» Your objective
Copy out the lines below with "Mark a point" replaced by "Place a dot" everywhere and nothing else changed. Leave out the pictures.

Extracted records
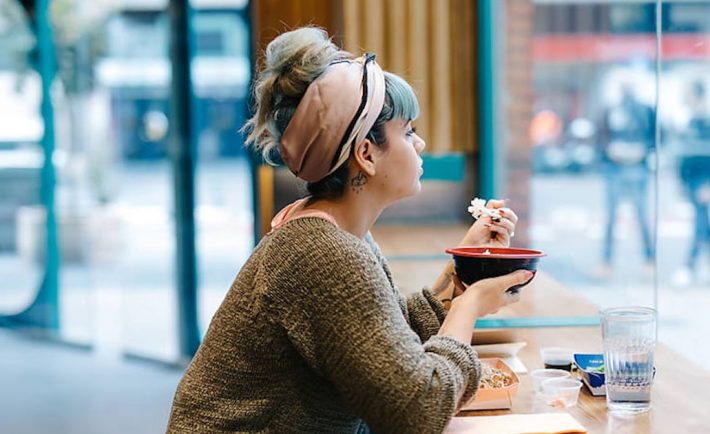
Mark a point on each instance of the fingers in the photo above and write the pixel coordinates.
(504, 282)
(458, 285)
(505, 227)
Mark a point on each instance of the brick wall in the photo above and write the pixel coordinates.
(517, 105)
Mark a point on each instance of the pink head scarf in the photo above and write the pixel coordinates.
(338, 109)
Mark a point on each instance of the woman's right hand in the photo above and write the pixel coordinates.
(489, 295)
(480, 299)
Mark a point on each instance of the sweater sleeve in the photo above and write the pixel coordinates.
(425, 313)
(342, 317)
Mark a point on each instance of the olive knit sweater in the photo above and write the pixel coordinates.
(314, 337)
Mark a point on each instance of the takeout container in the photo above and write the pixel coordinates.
(498, 398)
(476, 263)
(592, 379)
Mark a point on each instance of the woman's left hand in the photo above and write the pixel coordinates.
(488, 233)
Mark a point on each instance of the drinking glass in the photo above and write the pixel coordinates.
(629, 335)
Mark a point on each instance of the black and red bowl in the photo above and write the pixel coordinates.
(476, 263)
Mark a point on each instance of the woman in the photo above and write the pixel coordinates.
(313, 336)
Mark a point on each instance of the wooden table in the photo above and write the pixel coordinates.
(680, 398)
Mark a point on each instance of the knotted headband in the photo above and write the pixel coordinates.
(338, 109)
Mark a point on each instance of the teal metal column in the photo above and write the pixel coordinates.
(183, 156)
(43, 312)
(487, 108)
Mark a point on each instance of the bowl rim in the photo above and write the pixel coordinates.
(495, 252)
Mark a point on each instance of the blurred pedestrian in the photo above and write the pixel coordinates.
(627, 140)
(694, 168)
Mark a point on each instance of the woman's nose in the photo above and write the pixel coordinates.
(419, 144)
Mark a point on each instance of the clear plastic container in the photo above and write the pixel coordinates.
(540, 375)
(561, 392)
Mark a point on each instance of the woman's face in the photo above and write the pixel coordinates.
(400, 166)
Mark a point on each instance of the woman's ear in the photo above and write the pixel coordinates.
(366, 153)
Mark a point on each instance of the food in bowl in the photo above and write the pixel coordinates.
(493, 377)
(475, 263)
(500, 397)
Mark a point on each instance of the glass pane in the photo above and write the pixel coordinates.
(576, 96)
(684, 178)
(114, 184)
(221, 73)
(22, 229)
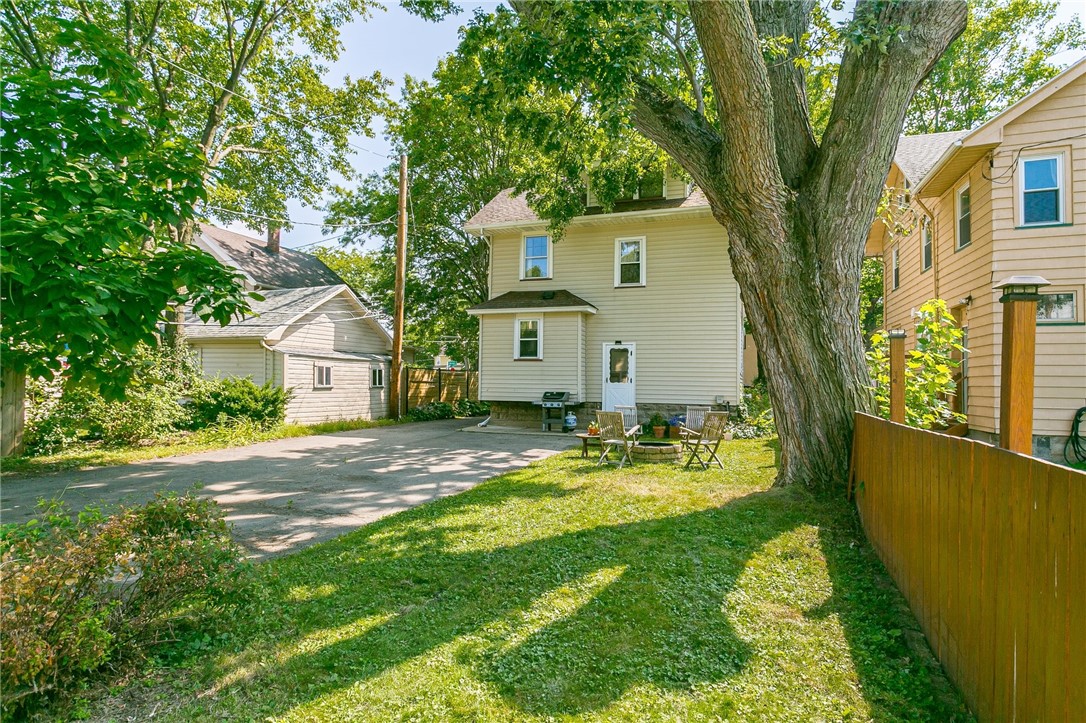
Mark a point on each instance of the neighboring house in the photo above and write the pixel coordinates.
(320, 342)
(1006, 199)
(634, 306)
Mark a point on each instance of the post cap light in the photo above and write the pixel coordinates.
(1021, 288)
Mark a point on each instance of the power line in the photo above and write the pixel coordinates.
(307, 125)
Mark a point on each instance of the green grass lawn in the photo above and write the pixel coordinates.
(564, 592)
(206, 440)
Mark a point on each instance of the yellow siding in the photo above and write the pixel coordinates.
(1057, 253)
(232, 358)
(685, 320)
(350, 397)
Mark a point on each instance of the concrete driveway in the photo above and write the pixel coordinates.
(287, 494)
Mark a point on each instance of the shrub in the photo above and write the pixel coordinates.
(471, 408)
(432, 410)
(930, 368)
(232, 398)
(80, 593)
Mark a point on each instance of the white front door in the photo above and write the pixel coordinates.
(618, 376)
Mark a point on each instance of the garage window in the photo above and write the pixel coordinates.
(321, 377)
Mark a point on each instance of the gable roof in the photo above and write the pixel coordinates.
(287, 269)
(516, 301)
(279, 308)
(509, 208)
(917, 154)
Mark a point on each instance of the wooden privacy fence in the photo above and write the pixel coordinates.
(427, 385)
(988, 548)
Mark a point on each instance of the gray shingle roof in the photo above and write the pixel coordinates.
(507, 207)
(288, 269)
(529, 300)
(917, 154)
(279, 307)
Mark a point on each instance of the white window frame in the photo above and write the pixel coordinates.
(1075, 319)
(926, 244)
(1059, 189)
(525, 257)
(957, 216)
(618, 262)
(516, 338)
(317, 377)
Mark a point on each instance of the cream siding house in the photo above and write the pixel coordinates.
(635, 306)
(1006, 199)
(321, 342)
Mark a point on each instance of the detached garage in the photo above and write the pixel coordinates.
(320, 342)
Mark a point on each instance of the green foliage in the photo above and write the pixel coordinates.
(431, 411)
(1002, 55)
(231, 400)
(60, 414)
(81, 593)
(471, 408)
(89, 189)
(930, 368)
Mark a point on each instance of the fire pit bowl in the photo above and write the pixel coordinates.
(657, 452)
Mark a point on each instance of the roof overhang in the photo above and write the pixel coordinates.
(529, 309)
(595, 219)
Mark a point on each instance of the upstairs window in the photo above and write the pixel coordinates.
(537, 255)
(1040, 190)
(1057, 308)
(529, 342)
(964, 212)
(925, 244)
(630, 262)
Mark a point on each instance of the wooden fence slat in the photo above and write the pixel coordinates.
(988, 548)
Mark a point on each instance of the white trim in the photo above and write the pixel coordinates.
(550, 256)
(316, 376)
(539, 337)
(957, 215)
(547, 309)
(642, 261)
(1059, 188)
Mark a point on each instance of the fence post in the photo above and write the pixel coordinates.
(897, 376)
(1015, 377)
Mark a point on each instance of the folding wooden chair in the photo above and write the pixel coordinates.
(704, 446)
(629, 419)
(614, 438)
(695, 420)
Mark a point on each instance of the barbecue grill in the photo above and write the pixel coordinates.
(554, 408)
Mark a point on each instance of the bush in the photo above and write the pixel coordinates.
(471, 408)
(232, 398)
(432, 410)
(100, 588)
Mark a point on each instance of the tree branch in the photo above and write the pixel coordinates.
(792, 130)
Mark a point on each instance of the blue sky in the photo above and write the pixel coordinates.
(399, 43)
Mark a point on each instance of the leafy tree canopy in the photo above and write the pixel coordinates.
(90, 189)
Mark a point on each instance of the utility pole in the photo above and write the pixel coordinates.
(398, 320)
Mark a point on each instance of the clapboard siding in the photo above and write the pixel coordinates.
(234, 358)
(350, 397)
(685, 320)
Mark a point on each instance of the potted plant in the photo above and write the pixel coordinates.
(658, 425)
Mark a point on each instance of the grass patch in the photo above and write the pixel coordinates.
(567, 592)
(205, 440)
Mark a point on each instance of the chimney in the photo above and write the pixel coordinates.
(274, 239)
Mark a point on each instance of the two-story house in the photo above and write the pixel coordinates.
(1005, 199)
(633, 306)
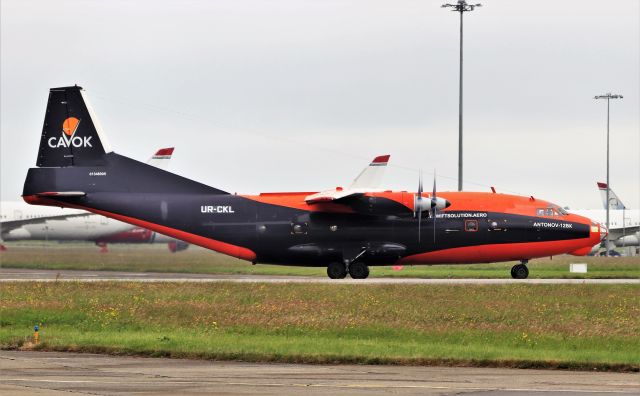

» Correct output
Place a dot on each instance of the fingers in the photo above and write the pixel coordinates.
(504, 282)
(458, 285)
(505, 227)
Place a dot on each instance of the brick wall in the photo above and write the pixel coordinates.
(517, 105)
Place a dot on each instance of the pink head scarf in the photo above and write the pixel coordinates.
(338, 109)
Place a dot on each instance of the woman's right hand in the photo above and write the pixel coordinates.
(489, 295)
(480, 299)
Place a dot on each instance of the sweater sleeve in the photo above and write the pixel coordinates.
(425, 313)
(342, 317)
Place a dot on each instance of the olive knit sweater in the photo above and write the pixel coordinates.
(314, 337)
Place a dot on each instance of the takeout container in the photo above and write the pixel coordinates.
(498, 398)
(476, 263)
(592, 379)
Place a dot on each instance of the woman's left hand in the photo above and write the pixel coordinates.
(488, 233)
Place a dot on each instance of the drinking glass in the photo above and write the pixel coordinates.
(629, 335)
Place a dot on each instance of the black and red bowl in the photo above and write the pixel coordinates.
(476, 263)
Place a dot on each instance of the woman in the photo above and write the pixel coordinates.
(313, 336)
Place a dot on each instance of the wooden table in the photo above and write the pixel coordinates.
(680, 398)
Place a dot on each instance of the knotted headband in the photo above and write the pixel coordinates.
(338, 109)
Place a dot on each instance of the teal metal column in the photo above and write the pixel coordinates.
(183, 156)
(43, 312)
(487, 108)
Place a dot on each instance of the bowl rim in the photo above and write the pixel coordinates.
(495, 252)
Place a dot on each instance of the blurred pedestrian in the photo above and write the pixel coordinates.
(627, 140)
(694, 168)
Place a dot on each instance of the woman's nose in the photo above and write the pixel coordinates.
(419, 144)
Place a dot on each instance of the clear plastic container in the photo above and write the pixel coordinates.
(540, 375)
(561, 392)
Place a dot on each instance of the woman's face in the photo above and write the pixel coordinates.
(400, 166)
Place a dot on each instance of the woman's ear in the photo above and write the pixel coordinates.
(366, 153)
Place a dot on each instance of the food in bowl in the photo above and write the pixel coordinates.
(493, 377)
(475, 263)
(500, 397)
Place a dot on each instance of the glass pane in the photo above and write the pixel coordinates.
(576, 96)
(684, 178)
(114, 184)
(221, 73)
(22, 229)
Place a dot on each instance of the neighboring house in the photo above and write the pixel coordinates.
(320, 342)
(1006, 199)
(634, 306)
Place a dot on each instance of the post cap light in the photo above and write the pixel coordinates.
(1021, 288)
Place a dot on each instance of the power line in the photo above and write the pixel coordinates.
(307, 125)
Place a dot on each instance of the green grass lawn in the photo above and write the pixel coordinates.
(564, 592)
(206, 440)
Place a dot on each instance of the yellow siding in the photo above and write the pixel coordinates.
(1057, 253)
(232, 358)
(685, 320)
(350, 397)
Place a dot on each instance of the concrete driveway in the photo above and write the pixel coordinates.
(287, 494)
Place a dot on each instance of the shrub in the photo above and write the pixel coordinates.
(471, 408)
(432, 410)
(930, 368)
(232, 398)
(80, 593)
Place a dot on each instance of the white front door in the photo above and write the pixel coordinates.
(618, 376)
Place a dot on each instance of the garage window in the photo above and write the pixel coordinates.
(321, 377)
Place a dot on each instance of the gable roof in the photo above and write the pixel coordinates.
(287, 269)
(516, 301)
(279, 308)
(509, 208)
(917, 154)
Place a dot on each instance of the wooden privacy fence in the photo above and write the pixel coordinates.
(427, 385)
(988, 548)
Place a dot on each instance of the gray shingle roof in the photo above and write the pixel coordinates.
(507, 207)
(288, 269)
(529, 300)
(917, 154)
(279, 307)
Place a dot on each instance of the white window frame in the photo above and write the pixel coordinates.
(1075, 319)
(926, 244)
(1059, 189)
(525, 257)
(957, 216)
(618, 262)
(516, 338)
(317, 377)
Place a dot on each instance of the cream siding house in the photo above and write the pixel coordinates.
(635, 306)
(1006, 199)
(321, 342)
Place a dot on each instance of the detached garage in the photo above and write the pixel coordinates.
(320, 342)
Place a dot on each instance of the green foliage in the photo above and write the pixel coordinates.
(431, 411)
(1002, 55)
(231, 400)
(60, 414)
(81, 593)
(471, 408)
(89, 189)
(930, 368)
Place a dot on each instance of the fire pit bowl in the photo above and write the pixel coordinates.
(657, 452)
Place a dot on each instance of the roof overhang in the photo above and write the pixel coordinates.
(529, 309)
(595, 219)
Place a dot on each instance of the upstairs window in the photo above and write the pixel coordinates.
(537, 255)
(1040, 190)
(1057, 308)
(529, 342)
(964, 212)
(925, 244)
(630, 262)
Place a dot on each instance of the wooden fence slat in the photo above and write the pixel coordinates.
(988, 548)
Place a dot on each instance of the white trim in the photo above and write the pixel coordinates.
(550, 256)
(316, 376)
(539, 337)
(957, 215)
(547, 309)
(642, 261)
(1059, 188)
Place a dot on each instance of the fence post in the photo above and write the pixel coordinates.
(897, 376)
(1015, 377)
Place a dot on each instance of the folding wooden chair in the photo above and write the pixel coordinates.
(704, 446)
(629, 419)
(614, 438)
(695, 420)
Place a dot on each instance of the barbecue grill in the photo above and write the pixel coordinates.
(554, 408)
Place a dot on each instance of the bush in the photo above and write the pixel coordinates.
(471, 408)
(232, 398)
(432, 410)
(100, 588)
Place a dot on each instance of the tree branch in the photo above and write the pixel coordinates.
(792, 130)
Place a dot on each instance of the blue sky in the photo above and write the pixel coordinates.
(399, 43)
Place a dot on each instance of the leafy tree canopy in the photo above and write the pixel coordinates.
(90, 189)
Place a dot on each instance of the utility pole in the photo above and write the pixel coordinates.
(398, 320)
Place a dot on each instance of the clapboard siding in the photo above and write the pixel coordinates.
(234, 358)
(350, 397)
(685, 320)
Place a dot on each instance of the potted plant in the photo above and write the pixel coordinates.
(658, 425)
Place a dot on each instance of the grass patch in the photo above and write the pixel coordinates.
(567, 592)
(205, 440)
Place a dot on each instance of the chimney in the photo above and write the pixel coordinates.
(274, 239)
Place a dot on each instance of the two-story house in the photo above and write the pixel coordinates.
(1005, 199)
(633, 306)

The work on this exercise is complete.